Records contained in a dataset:
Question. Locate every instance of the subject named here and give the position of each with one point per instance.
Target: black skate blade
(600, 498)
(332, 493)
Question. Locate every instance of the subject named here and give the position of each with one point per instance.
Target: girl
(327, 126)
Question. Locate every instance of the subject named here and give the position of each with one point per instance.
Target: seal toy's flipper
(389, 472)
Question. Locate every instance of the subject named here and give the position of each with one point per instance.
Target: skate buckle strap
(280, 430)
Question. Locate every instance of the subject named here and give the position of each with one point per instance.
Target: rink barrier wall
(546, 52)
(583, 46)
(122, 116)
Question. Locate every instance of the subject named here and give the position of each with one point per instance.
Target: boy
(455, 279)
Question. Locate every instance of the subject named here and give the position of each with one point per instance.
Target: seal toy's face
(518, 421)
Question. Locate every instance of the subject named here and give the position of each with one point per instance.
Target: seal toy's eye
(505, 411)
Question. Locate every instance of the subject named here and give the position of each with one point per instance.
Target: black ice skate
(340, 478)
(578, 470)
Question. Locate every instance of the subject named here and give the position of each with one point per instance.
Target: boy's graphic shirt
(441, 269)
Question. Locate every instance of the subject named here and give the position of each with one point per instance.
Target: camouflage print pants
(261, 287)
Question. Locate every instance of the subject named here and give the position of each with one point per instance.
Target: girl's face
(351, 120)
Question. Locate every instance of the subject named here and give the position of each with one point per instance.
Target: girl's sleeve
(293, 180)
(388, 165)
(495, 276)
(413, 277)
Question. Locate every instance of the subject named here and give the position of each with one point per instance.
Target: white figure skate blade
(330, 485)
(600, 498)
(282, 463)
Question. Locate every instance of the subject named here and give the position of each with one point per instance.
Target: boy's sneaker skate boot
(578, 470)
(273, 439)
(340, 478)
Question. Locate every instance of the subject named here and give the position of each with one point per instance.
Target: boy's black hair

==

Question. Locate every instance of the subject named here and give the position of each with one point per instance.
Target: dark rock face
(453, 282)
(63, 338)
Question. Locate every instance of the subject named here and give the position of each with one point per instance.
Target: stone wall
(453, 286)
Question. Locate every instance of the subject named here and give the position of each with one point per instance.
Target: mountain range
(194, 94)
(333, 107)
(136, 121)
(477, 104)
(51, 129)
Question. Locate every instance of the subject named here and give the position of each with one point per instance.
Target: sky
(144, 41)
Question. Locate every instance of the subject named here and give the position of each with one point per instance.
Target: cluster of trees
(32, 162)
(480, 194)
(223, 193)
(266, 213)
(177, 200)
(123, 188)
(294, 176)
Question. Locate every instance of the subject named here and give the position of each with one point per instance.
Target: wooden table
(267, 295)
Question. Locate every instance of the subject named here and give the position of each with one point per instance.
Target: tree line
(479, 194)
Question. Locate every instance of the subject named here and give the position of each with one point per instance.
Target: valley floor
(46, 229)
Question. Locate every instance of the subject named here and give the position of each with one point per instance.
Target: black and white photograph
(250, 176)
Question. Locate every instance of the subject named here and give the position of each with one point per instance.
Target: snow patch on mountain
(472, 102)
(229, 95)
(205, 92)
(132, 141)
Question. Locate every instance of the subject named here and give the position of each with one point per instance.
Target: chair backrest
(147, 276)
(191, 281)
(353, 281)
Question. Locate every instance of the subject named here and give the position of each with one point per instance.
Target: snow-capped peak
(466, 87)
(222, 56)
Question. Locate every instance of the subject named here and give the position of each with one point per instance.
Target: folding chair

*Exercise details:* For this exercise, please output exactly the lines above starting at the line with "Target: wooden table" and ending at the line with "Target: folding chair", ends included.

*Exercise answer:*
Target: wooden table
(267, 295)
Question. Locate every instance of the subject named here and give the position of each with one point per instance.
Target: tree line
(479, 194)
Question. Locate every instance of the subject named here and give the position of each with one point per instance.
Target: valley floor
(46, 229)
Question. Locate every instance of the subject named here and give the position of each with one point per instance.
Target: black and white photograph
(250, 176)
Question. Locate every instance of the subject named here and give the position of each with one point per instance.
Target: snow patch on mountain
(472, 102)
(229, 95)
(205, 92)
(132, 141)
Question. Locate every instance of the subject named here and give the position of each with one point per instance.
Target: chair backrest
(147, 276)
(191, 281)
(353, 281)
Question. Locate every instance of the subject named here and give the position of each with one point per instance.
Target: snow-capped peak
(466, 87)
(222, 56)
Question. Locate every instance of the subject named here and give the position of each with one point per instance.
Target: folding chair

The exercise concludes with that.